Excerpted passage:
^^^^

Navigating the Void

© Janet McKenzie 2018 All Rights Reserved

Navigating the Void presents the work of four artists: Victor Majzner and Hedy Ritterman from Australia, Anita Glesta from the US and Janet McKenzie from Scotland. They have all - for a significant period - explored loss, cultural dispossession and identity in a highly personal and powerful manner. Their works made in response to intensely challenging experiences and to personal loss embrace multifarious aspects of creativity and healing. The underlying premise is that the creative process, particularly that of drawing, can extract experiential phenomena and enable a more effective processing of grief and a redefinition of self.

The Personal as Political:

 

Navigating the Void interrogates aspects of life and death and the manner in which the creative process can play an important role in achieving acceptance and resolve.

^^^^

Exercise aim: Rewrite the paragraph in the exhibition text beginning "Navigating the Void presents the work of four artists" as a short bulleted list that keeps its main facts.

Dataset rows:

^^^^

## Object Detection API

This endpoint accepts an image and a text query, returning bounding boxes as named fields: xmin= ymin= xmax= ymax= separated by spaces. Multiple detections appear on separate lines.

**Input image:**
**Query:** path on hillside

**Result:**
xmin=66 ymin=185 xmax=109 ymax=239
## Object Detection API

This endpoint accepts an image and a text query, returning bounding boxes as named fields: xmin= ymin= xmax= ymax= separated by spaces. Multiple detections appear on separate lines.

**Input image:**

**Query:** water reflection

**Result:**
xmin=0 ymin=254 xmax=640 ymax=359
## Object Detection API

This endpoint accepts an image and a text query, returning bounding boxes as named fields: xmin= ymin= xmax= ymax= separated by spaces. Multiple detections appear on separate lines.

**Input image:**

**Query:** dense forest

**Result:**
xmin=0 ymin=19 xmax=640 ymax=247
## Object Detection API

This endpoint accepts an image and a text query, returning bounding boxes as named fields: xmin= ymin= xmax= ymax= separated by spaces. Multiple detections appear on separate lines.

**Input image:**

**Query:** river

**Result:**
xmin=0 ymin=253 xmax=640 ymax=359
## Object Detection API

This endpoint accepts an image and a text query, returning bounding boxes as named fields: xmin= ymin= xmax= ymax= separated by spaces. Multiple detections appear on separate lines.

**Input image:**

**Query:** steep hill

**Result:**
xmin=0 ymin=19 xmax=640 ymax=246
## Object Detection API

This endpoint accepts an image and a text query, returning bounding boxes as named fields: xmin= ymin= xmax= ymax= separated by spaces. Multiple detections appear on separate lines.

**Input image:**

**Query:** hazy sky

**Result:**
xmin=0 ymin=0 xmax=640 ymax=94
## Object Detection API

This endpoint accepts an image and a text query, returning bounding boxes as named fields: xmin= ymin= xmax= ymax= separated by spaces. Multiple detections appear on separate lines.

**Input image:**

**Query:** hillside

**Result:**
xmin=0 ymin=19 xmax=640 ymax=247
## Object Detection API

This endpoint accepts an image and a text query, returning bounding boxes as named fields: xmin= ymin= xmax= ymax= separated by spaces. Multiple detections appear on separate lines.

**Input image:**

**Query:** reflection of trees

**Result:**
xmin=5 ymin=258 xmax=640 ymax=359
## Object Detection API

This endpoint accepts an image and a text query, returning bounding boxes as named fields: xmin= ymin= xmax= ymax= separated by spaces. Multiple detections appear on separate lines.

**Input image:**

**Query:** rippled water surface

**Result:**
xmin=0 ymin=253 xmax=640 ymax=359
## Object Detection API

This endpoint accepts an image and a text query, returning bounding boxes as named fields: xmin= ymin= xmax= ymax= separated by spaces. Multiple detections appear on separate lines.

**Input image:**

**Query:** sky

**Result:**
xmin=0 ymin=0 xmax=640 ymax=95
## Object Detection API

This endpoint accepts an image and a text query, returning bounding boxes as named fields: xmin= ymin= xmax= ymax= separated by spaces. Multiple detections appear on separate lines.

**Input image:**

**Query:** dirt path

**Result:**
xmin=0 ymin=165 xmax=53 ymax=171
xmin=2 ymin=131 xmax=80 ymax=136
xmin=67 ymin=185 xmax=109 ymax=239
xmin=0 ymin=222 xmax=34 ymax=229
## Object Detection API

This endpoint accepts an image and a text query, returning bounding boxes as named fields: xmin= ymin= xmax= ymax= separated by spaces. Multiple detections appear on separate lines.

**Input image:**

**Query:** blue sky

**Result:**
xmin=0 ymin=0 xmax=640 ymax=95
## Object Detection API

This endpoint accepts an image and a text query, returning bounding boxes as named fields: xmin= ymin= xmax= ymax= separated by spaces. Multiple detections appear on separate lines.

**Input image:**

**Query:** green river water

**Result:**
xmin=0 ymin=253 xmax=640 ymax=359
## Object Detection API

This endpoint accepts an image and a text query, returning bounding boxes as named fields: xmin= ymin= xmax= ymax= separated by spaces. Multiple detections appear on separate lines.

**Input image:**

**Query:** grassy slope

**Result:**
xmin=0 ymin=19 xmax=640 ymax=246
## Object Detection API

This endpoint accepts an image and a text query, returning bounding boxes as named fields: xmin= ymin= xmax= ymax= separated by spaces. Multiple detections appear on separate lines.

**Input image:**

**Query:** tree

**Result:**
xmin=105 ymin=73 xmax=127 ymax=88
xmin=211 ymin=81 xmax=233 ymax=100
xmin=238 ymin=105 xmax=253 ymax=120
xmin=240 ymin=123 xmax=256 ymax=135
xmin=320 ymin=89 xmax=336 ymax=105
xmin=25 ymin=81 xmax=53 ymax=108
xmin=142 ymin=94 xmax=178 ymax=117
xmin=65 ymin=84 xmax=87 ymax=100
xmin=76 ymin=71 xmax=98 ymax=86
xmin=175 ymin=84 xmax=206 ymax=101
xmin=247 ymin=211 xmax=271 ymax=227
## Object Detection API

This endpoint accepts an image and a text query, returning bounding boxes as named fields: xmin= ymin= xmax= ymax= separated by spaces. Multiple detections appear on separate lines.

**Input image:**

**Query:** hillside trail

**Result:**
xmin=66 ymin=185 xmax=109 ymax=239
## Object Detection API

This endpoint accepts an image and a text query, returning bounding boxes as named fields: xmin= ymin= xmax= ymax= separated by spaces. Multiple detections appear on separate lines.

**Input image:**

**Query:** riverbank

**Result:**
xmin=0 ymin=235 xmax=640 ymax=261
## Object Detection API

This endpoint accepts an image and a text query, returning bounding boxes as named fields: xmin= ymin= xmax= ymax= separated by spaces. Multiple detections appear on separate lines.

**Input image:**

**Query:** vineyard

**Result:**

^^^^

Output:
- Navigating the Void shows work by four artists: Victor Majzner and Hedy Ritterman (Australia), Anita Glesta (US), and Janet McKenzie (Scotland).
- For a significant period, each has explored loss, cultural dispossession, and identity in a highly personal, powerful way.
- Their works respond to intensely challenging experiences and personal loss, and they take in many aspects of creativity and healing.
- The underlying premise is that the creative process, especially drawing, can extract experiential phenomena, help people process grief more effectively, and redefine the self.